### Task prompt
Repeat precisely, and only, the lines between the line containing "the wooden fence" and the end of the listing below, both ends included.

### Exercise material

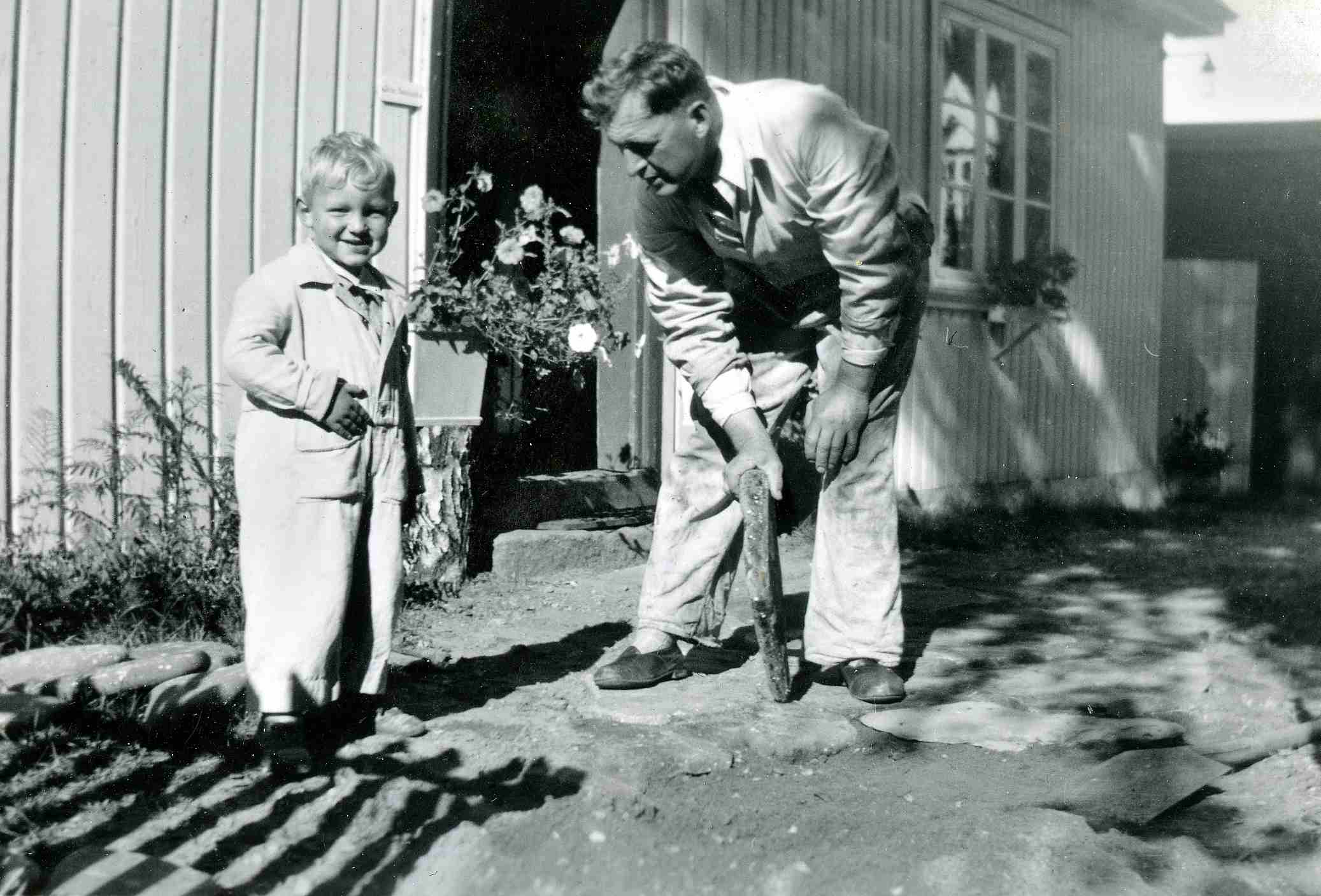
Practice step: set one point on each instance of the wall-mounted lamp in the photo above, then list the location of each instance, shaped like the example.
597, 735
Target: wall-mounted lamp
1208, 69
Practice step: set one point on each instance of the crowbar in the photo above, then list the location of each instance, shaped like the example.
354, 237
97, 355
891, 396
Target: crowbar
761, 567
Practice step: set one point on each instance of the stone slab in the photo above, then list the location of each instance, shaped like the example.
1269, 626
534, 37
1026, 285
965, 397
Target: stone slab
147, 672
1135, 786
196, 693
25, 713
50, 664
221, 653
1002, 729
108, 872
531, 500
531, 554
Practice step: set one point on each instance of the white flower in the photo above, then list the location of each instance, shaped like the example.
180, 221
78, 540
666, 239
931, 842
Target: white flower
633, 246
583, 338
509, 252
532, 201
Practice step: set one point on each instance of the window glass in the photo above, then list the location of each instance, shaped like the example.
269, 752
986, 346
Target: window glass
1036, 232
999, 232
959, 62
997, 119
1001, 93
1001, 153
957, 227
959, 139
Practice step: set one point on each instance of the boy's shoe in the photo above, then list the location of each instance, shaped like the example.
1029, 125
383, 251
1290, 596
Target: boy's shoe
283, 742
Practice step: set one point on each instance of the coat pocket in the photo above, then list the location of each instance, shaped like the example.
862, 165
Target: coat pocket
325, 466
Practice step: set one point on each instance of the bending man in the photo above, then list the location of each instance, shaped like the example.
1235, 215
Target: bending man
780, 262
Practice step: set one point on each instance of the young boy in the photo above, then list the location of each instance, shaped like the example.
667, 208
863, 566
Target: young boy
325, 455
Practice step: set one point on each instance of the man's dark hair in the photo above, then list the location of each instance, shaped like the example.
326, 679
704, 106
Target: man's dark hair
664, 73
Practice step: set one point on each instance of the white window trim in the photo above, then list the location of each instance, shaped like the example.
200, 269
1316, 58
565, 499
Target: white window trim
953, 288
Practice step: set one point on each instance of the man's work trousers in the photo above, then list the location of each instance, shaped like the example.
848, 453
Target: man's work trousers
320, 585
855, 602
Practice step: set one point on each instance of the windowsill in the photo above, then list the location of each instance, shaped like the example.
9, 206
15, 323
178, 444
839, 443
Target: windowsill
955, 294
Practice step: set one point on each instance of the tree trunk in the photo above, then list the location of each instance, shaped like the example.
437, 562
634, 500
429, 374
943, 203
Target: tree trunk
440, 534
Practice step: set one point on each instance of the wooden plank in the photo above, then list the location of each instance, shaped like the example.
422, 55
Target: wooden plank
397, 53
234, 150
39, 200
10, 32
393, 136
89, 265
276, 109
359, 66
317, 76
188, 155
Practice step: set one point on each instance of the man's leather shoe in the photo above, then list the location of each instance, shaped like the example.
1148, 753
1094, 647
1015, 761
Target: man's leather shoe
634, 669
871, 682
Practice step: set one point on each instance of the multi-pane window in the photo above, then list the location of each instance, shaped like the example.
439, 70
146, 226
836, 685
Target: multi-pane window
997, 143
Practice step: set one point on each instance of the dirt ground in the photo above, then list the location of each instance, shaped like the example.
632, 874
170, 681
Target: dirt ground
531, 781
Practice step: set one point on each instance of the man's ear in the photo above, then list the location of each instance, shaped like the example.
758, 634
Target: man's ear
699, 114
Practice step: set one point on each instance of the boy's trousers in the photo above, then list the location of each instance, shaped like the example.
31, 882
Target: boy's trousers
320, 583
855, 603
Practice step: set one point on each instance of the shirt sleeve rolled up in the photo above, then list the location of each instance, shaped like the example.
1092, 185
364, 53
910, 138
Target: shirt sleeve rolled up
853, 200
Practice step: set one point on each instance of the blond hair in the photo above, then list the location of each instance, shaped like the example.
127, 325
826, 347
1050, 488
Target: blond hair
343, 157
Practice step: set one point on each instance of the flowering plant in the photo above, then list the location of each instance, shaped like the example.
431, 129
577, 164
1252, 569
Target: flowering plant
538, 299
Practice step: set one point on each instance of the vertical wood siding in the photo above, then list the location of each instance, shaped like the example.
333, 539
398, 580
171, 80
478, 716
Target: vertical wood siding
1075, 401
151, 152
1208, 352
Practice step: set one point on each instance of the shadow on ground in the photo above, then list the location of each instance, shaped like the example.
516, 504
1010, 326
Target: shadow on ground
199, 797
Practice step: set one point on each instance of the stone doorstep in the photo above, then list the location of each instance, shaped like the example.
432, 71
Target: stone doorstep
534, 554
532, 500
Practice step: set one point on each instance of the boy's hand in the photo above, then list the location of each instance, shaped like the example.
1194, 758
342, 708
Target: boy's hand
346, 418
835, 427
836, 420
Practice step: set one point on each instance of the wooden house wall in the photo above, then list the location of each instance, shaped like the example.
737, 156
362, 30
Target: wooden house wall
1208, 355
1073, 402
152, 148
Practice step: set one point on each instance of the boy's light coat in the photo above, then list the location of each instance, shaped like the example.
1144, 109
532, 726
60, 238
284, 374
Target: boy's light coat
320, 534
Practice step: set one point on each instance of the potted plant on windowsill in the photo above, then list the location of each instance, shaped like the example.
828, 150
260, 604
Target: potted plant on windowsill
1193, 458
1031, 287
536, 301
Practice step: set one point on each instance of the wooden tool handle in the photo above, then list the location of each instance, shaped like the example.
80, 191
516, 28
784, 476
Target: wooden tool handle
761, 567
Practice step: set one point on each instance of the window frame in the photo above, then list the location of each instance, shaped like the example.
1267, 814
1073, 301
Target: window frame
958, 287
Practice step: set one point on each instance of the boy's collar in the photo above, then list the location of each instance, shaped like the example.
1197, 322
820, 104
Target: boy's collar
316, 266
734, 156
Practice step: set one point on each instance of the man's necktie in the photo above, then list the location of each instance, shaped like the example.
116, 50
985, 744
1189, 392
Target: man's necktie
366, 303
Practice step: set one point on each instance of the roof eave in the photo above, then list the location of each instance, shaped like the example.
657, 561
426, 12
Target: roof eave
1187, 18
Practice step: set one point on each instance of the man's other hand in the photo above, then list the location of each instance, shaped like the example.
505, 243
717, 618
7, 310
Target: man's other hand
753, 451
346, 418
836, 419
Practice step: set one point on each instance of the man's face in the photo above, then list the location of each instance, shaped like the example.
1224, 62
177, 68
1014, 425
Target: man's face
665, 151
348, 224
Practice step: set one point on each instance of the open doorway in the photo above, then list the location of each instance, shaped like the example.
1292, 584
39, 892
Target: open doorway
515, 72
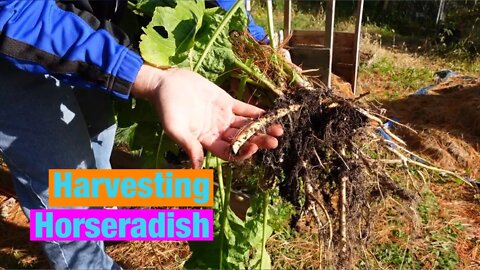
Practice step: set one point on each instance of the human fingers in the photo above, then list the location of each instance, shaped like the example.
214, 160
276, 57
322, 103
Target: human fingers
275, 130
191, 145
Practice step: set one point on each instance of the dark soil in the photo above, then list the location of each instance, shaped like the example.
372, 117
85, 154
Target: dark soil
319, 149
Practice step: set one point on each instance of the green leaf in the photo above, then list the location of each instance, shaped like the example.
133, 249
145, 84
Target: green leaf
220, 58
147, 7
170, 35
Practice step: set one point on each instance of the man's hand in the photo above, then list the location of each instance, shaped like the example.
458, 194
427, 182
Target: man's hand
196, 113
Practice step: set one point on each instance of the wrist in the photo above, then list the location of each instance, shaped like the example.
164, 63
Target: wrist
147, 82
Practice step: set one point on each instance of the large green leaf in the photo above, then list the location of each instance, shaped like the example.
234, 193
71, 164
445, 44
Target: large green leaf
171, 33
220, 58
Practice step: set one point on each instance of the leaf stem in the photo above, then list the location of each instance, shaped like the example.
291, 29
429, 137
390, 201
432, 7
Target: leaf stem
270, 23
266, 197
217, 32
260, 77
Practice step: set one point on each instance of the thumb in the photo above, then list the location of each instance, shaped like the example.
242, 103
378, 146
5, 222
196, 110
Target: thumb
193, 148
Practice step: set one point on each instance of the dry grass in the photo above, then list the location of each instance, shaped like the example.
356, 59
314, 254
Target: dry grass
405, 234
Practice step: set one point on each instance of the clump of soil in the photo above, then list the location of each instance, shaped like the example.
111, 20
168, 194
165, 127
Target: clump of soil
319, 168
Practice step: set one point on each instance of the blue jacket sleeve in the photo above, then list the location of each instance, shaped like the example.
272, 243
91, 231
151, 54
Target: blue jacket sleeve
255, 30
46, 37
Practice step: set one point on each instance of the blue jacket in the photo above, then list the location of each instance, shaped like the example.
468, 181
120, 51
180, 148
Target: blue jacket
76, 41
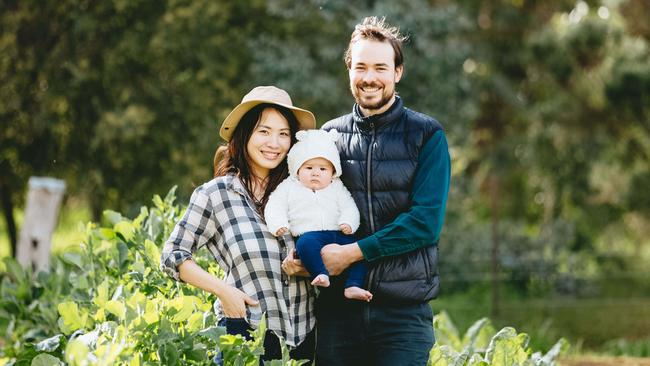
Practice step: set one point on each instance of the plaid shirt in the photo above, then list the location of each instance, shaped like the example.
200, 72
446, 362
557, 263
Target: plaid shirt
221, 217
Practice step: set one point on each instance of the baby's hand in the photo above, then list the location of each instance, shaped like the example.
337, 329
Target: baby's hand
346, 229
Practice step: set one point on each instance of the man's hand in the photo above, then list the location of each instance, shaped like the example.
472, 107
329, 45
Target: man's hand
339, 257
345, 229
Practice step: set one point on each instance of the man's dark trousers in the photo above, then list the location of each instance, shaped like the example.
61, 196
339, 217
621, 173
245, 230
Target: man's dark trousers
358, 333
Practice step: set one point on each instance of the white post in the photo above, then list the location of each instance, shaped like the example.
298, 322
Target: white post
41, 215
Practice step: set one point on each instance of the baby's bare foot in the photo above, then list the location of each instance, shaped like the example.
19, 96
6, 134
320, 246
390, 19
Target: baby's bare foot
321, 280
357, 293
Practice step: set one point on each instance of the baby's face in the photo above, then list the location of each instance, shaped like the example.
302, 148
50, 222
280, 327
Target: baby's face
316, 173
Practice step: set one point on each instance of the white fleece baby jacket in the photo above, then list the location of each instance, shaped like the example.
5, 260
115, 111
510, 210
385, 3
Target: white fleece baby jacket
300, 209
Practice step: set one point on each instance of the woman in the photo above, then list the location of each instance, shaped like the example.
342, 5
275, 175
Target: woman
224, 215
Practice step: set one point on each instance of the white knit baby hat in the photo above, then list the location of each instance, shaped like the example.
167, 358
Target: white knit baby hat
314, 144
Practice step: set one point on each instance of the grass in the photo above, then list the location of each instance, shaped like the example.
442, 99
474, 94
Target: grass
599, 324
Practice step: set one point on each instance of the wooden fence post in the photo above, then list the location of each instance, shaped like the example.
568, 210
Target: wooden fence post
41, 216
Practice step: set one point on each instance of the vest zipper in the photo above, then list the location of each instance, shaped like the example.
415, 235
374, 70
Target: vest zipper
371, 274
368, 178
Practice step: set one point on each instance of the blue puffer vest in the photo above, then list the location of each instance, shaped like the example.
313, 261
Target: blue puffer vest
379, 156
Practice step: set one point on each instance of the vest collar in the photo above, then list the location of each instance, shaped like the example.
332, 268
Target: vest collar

### Correct answer
Practice step: set one point on each instance of the wooden fence post in the photo above, then list the location of each instance, shaped like the example.
568, 210
Target: wooden fence post
41, 216
Practice step: set one point on each instance of the vest zipper in the photo above, then list the location of each instance, shaped like the example.
415, 235
374, 70
Target: vest zipper
371, 274
368, 178
Practice step: set one point on each instance of the blue puffer vest in the photo above, then list the location of each instance, shaped like the example.
313, 261
Target: blue puffer vest
379, 156
Practice step: set one point on each instance of the vest collar in the photo above, then list the location of each instance, shaped like the example.
332, 268
Target: vest collar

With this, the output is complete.